====== Data for this exercise

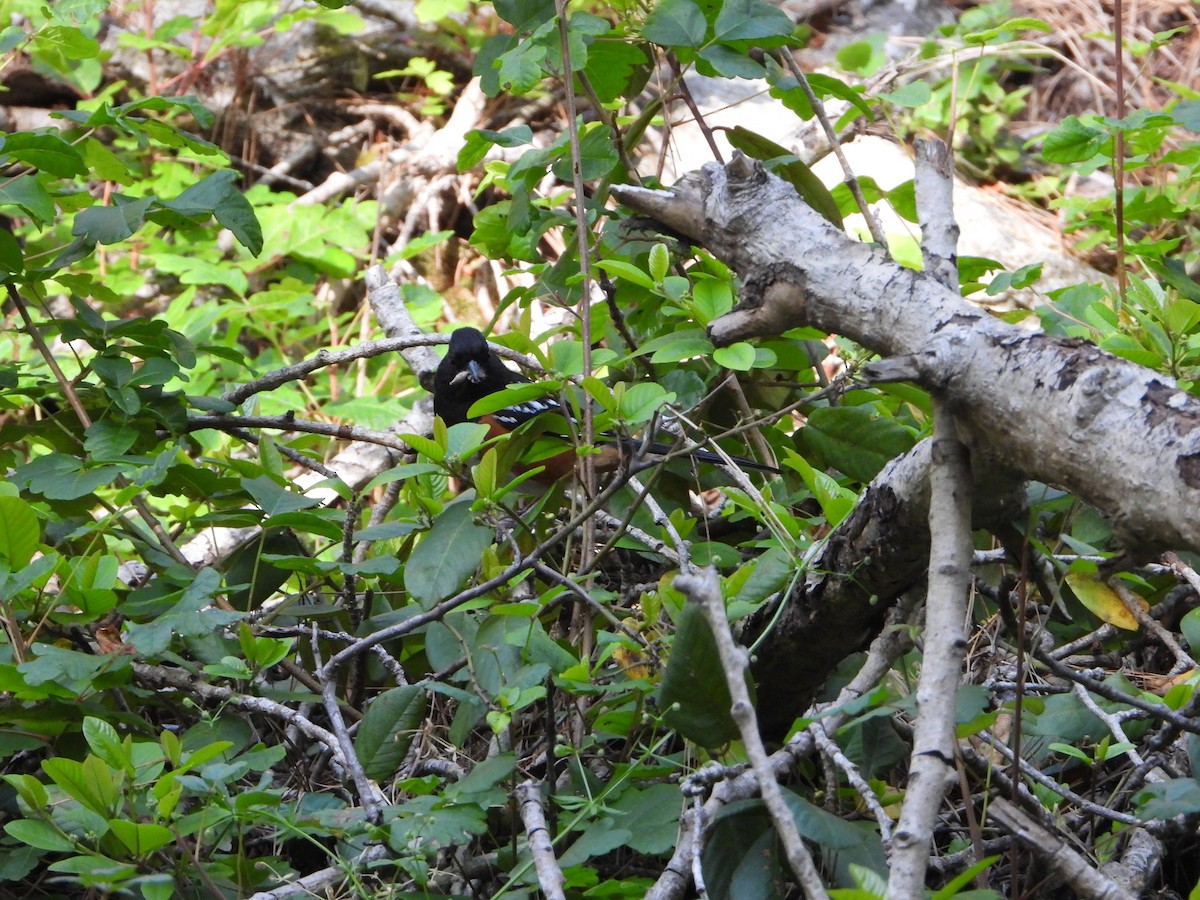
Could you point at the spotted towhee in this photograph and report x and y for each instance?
(471, 372)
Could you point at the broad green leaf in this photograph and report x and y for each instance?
(1103, 601)
(750, 21)
(40, 834)
(46, 151)
(19, 532)
(103, 741)
(1170, 798)
(388, 729)
(1072, 141)
(29, 195)
(640, 402)
(738, 357)
(447, 556)
(1191, 628)
(676, 23)
(911, 95)
(598, 155)
(111, 225)
(617, 69)
(694, 695)
(856, 441)
(628, 271)
(810, 189)
(835, 501)
(273, 498)
(141, 838)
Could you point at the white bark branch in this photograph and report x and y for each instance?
(1121, 437)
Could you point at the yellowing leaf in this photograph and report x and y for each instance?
(1103, 600)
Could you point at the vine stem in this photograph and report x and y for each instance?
(69, 391)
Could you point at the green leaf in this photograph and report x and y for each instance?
(65, 40)
(19, 532)
(111, 225)
(46, 151)
(388, 729)
(810, 189)
(727, 63)
(1191, 628)
(480, 141)
(856, 441)
(91, 783)
(628, 271)
(750, 21)
(598, 155)
(640, 402)
(274, 498)
(141, 838)
(40, 834)
(1170, 798)
(911, 95)
(520, 69)
(835, 501)
(447, 556)
(676, 23)
(1072, 142)
(193, 616)
(738, 357)
(29, 195)
(617, 69)
(103, 741)
(694, 696)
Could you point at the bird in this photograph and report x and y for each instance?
(471, 372)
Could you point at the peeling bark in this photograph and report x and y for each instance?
(1120, 437)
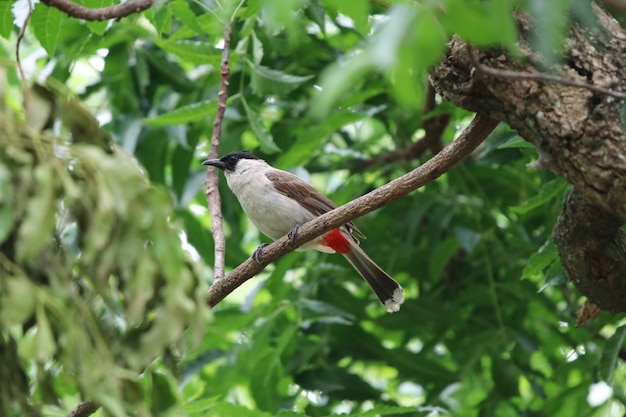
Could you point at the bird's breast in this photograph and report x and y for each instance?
(273, 213)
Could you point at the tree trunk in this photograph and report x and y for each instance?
(578, 133)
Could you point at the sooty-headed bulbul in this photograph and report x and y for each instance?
(277, 202)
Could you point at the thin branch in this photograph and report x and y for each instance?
(433, 126)
(451, 155)
(211, 184)
(539, 76)
(84, 409)
(99, 14)
(20, 36)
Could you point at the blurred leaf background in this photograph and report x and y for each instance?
(106, 244)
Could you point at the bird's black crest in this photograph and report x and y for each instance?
(230, 160)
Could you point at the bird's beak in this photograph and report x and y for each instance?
(215, 162)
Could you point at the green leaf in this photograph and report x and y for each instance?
(7, 204)
(186, 114)
(19, 303)
(548, 191)
(384, 410)
(99, 28)
(540, 260)
(195, 52)
(6, 19)
(231, 410)
(467, 238)
(45, 344)
(46, 24)
(182, 12)
(441, 255)
(481, 23)
(551, 19)
(357, 10)
(164, 393)
(263, 136)
(257, 49)
(37, 229)
(265, 81)
(611, 354)
(160, 15)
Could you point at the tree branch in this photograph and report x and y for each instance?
(470, 138)
(539, 76)
(84, 409)
(592, 248)
(211, 184)
(98, 14)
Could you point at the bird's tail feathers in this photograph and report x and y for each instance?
(388, 291)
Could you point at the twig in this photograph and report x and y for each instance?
(84, 409)
(539, 76)
(98, 14)
(20, 36)
(451, 155)
(433, 128)
(211, 184)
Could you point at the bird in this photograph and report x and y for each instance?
(278, 202)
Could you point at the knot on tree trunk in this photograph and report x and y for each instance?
(592, 248)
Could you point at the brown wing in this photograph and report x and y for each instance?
(295, 187)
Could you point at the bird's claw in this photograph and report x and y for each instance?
(256, 256)
(294, 232)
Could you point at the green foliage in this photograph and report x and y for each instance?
(105, 238)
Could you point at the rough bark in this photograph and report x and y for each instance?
(578, 133)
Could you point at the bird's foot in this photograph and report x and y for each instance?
(294, 232)
(256, 256)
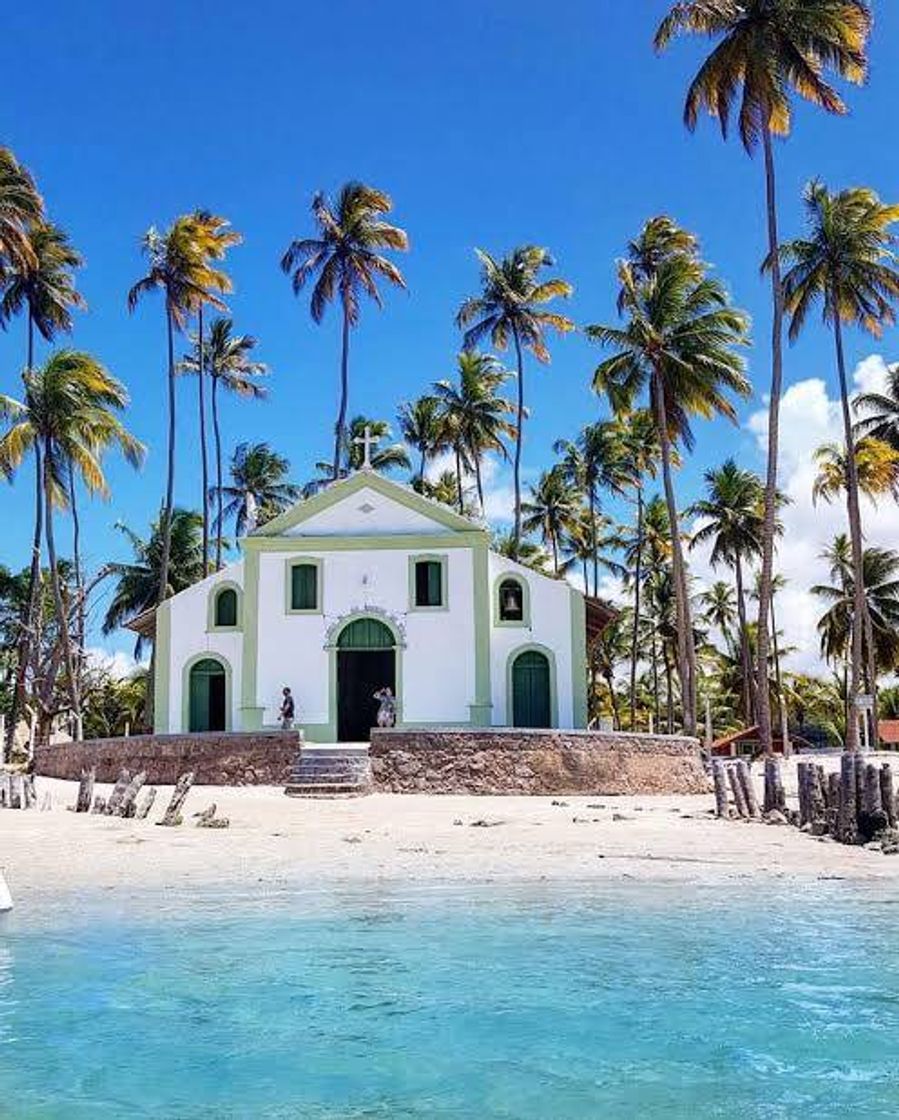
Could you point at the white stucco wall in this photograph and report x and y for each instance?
(366, 513)
(438, 669)
(189, 638)
(550, 626)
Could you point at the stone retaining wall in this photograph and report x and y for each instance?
(512, 761)
(225, 758)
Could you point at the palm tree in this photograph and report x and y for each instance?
(551, 511)
(347, 260)
(213, 240)
(880, 575)
(680, 345)
(595, 462)
(877, 469)
(475, 416)
(137, 590)
(732, 518)
(259, 490)
(765, 50)
(421, 426)
(180, 269)
(228, 363)
(40, 283)
(880, 411)
(511, 308)
(20, 207)
(846, 264)
(69, 412)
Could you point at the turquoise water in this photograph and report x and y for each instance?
(633, 1002)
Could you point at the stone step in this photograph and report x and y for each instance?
(326, 790)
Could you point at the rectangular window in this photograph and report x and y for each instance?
(429, 584)
(303, 587)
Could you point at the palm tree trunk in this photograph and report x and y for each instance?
(764, 701)
(29, 617)
(595, 530)
(746, 669)
(203, 449)
(686, 653)
(859, 608)
(164, 568)
(80, 607)
(62, 614)
(516, 539)
(635, 637)
(218, 496)
(340, 427)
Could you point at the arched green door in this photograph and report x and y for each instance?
(366, 662)
(531, 690)
(207, 697)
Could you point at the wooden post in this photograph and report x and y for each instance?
(85, 791)
(739, 800)
(721, 789)
(118, 793)
(887, 794)
(125, 808)
(142, 811)
(848, 819)
(749, 790)
(172, 815)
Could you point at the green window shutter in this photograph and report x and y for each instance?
(303, 587)
(226, 607)
(429, 584)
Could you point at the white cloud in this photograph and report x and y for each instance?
(808, 418)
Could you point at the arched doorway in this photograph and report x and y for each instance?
(207, 687)
(531, 690)
(366, 661)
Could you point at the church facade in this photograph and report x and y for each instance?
(363, 587)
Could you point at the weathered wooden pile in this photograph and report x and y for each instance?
(17, 790)
(129, 799)
(854, 805)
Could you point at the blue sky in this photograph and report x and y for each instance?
(489, 124)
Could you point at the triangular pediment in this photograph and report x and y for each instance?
(366, 504)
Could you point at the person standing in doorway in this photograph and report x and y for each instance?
(288, 710)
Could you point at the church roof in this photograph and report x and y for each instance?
(368, 479)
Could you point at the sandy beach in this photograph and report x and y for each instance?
(277, 841)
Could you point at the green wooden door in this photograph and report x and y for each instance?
(531, 692)
(207, 697)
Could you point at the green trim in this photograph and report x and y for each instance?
(481, 707)
(346, 487)
(535, 647)
(251, 712)
(207, 655)
(162, 669)
(215, 590)
(579, 705)
(410, 542)
(524, 623)
(433, 558)
(319, 566)
(334, 637)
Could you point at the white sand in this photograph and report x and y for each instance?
(275, 841)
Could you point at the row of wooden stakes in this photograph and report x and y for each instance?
(127, 801)
(853, 804)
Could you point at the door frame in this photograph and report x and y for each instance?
(514, 654)
(207, 655)
(331, 647)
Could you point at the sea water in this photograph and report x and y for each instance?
(634, 1001)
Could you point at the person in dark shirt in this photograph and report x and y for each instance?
(287, 710)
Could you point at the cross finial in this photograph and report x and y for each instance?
(367, 440)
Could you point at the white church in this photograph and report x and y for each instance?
(367, 586)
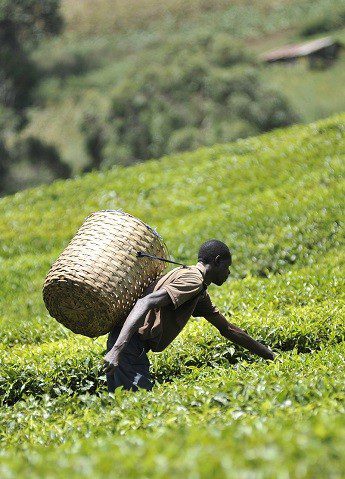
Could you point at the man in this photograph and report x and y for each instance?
(161, 314)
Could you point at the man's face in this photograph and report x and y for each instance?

============

Task goal
Repeat the material word for word, from its first line through the line that contains "(1121, 437)". Leave the pictures out.

Worked solution
Could you point at the spotted towhee in this photograph and report x and y for each instance?
(471, 372)
Could you point at the broad green leaf in this photograph and report x and y for each instance?
(1103, 601)
(750, 21)
(40, 834)
(46, 151)
(19, 532)
(103, 741)
(1170, 798)
(388, 729)
(1072, 141)
(29, 195)
(640, 402)
(738, 357)
(447, 556)
(1191, 628)
(676, 23)
(911, 95)
(598, 155)
(111, 225)
(617, 69)
(694, 695)
(856, 441)
(628, 271)
(810, 189)
(835, 501)
(273, 498)
(141, 838)
Could you point at the white bark branch in this photograph and report x and y for each instance?
(1121, 437)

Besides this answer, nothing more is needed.